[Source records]
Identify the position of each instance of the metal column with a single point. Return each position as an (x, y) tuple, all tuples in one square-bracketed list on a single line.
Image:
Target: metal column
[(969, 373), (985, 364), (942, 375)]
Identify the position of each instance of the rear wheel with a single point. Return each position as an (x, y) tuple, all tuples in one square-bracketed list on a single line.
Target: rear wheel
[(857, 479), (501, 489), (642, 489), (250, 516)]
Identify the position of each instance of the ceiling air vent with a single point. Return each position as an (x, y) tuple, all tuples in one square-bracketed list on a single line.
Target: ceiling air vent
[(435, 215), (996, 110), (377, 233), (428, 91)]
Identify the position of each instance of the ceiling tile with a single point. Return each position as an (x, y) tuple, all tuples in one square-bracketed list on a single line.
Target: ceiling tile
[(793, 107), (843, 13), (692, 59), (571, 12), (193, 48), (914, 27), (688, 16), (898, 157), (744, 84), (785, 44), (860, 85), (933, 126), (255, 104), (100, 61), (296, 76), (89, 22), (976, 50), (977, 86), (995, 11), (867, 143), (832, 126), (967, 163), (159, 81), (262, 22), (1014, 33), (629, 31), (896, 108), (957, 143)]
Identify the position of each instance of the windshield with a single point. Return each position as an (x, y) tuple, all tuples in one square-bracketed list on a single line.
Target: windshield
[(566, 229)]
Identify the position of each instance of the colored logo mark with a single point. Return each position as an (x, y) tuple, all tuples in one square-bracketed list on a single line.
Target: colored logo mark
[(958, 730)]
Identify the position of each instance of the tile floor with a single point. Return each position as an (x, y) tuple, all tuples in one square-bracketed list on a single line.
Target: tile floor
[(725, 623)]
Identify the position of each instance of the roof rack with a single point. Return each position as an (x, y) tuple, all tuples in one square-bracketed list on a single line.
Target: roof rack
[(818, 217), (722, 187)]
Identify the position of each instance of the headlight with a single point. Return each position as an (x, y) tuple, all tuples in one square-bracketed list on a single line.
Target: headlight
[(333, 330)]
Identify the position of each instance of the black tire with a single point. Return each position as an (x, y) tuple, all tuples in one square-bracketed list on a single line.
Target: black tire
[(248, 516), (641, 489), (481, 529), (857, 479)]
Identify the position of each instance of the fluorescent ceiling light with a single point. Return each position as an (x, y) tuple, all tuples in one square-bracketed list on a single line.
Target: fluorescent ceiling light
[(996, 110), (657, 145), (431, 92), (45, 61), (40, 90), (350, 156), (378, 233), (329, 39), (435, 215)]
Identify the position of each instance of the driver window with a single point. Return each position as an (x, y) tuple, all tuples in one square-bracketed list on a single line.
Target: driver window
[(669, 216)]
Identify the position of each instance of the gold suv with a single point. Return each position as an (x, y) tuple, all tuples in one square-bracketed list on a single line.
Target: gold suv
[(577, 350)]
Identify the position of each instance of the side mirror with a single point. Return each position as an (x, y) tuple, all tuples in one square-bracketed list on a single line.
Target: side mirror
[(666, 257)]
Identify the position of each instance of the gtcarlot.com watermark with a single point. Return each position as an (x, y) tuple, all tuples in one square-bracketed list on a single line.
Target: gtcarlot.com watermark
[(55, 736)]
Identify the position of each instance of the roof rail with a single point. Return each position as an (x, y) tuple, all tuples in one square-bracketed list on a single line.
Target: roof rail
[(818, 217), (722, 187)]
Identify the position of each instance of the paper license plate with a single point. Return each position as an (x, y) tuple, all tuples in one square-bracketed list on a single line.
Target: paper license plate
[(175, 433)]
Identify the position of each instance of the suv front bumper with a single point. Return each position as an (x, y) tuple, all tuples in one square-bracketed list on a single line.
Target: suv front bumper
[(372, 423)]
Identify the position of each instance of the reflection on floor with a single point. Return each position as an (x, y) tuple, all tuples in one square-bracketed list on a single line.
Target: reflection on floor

◆ Aim: Extract every line of the records above and reproduce each one word for word, without any changes.

◆ Task output:
Identify the position of each instance of the metal column with a single point. Return each position as an (x, y) tuple, all tuples in one square-bracketed list on a single line.
Image:
Target: metal column
[(969, 373), (985, 364), (942, 375)]
Identify the position of each instance of the rear wheel with a single point. Return each position as an (x, y) tuple, all tuples in one square-bracketed list on a single line.
Target: rear wheel
[(857, 479), (501, 489), (642, 489), (250, 516)]
Identify the position of each instance of the ceiling air vent with a single point. Return each position as an (x, y) tuple, all tuples in one square-bracketed list on a single line.
Target: ceiling air vent
[(435, 215), (996, 110), (377, 233), (428, 91)]
Identify the position of each instance of the ceiling tile with a single point. Return each position as an (x, y) tuple, all tuples in one square-bracketed list on a single line.
Target: ceiling tile
[(793, 107), (843, 13), (692, 59), (571, 12), (193, 48), (914, 27), (688, 16), (898, 157), (744, 84), (785, 44), (860, 85), (933, 126), (255, 104), (100, 61), (296, 76), (89, 22), (976, 50), (977, 86), (995, 11), (867, 143), (832, 126), (967, 163), (159, 81), (262, 22), (1014, 33), (629, 31), (896, 108), (957, 143)]
Identify the position of each instance of the windshield with a single point. Return each position as an (x, y) tuple, all tuples in one square-bracketed list on a single line.
Target: windshield
[(566, 229)]
Identify the position of each instance of the colored logo mark with a single point. Return each position as an (x, y) tuple, all tuples in one square-bracketed list on a single line.
Target: colored logo mark
[(958, 730)]
Identify the position of each instance of the tile floor with a single point. Return each position as an (x, y) tuple, all tuples in one square-bracketed list on a single line.
Target: tile floor
[(725, 623)]
Identify the position of each instance of the roof rack with a single point. Return each position as an (x, y) tuple, all tuples in one square-bracketed list on a single line.
Target: roof rack
[(818, 217), (722, 187)]
Identify the position of each instance of the headlight with a single point. Return each position as an (x, y) tuple, all tuples in one square-bracketed list on a single line.
Target: headlight
[(333, 330)]
Identify the position of each instance of the black tire with a single point. Return each position as an (x, y) tuple, all tuples in one square-bracketed list on a single line.
Target: black tire
[(248, 516), (641, 489), (481, 529), (857, 479)]
Identify the position of each instance of the fluorescent ceiling light with a single point. Return each position as an (x, y) tuple, all tuples in one square-bracketed list on a single line.
Target: fluorescent ceiling light
[(996, 110), (657, 145), (431, 92), (45, 61), (40, 90), (350, 156), (378, 233), (329, 39), (435, 215)]
Identify the position of each instance of the driver window with a single point. Return each position as an (x, y) tuple, all tuples in one square-bracketed list on a single line.
Target: driver window
[(669, 216)]
Identify the position of each instance of the gold suv with a single point. Return each position as an (x, y) tuple, all tuples in one square-bracketed list on a single line.
Target: gold suv
[(577, 350)]
Identify the position of each instance of the side mirror with a single point. Return each position as an (x, y) tuple, all tuples in one square-bracketed list on a single line.
Target: side mirror
[(666, 257)]
Identify the position of each instance of the gtcarlot.com watermark with a single point. Return each position as an (x, y) tuple, all tuples in one square-bracketed list on a single line.
Target: gtcarlot.com watermark
[(55, 736)]
Identify the position of each instance of the roof rail with a single point. Return each position as an (x, y) tuple, all tuples in one square-bracketed list on a single line.
Target: roof rail
[(818, 217), (722, 187)]
Identify the position of each instance of the paper license plate with a single point. Return each position as an (x, y) tuple, all tuples in one square-bracketed list on a single line.
Target: paper license plate
[(175, 433)]
Identify the position of each instance of the suv front bumper with a single point. Return each position as an (x, y) tuple, all tuples in one square-bracketed list on a single line.
Target: suv front bumper
[(372, 423)]
Identify the position of each instance of the reflection on floor with a single point. Return each position as an (x, y) tuple, all tuples in one square-bracketed list on a single line.
Target: reflection on floor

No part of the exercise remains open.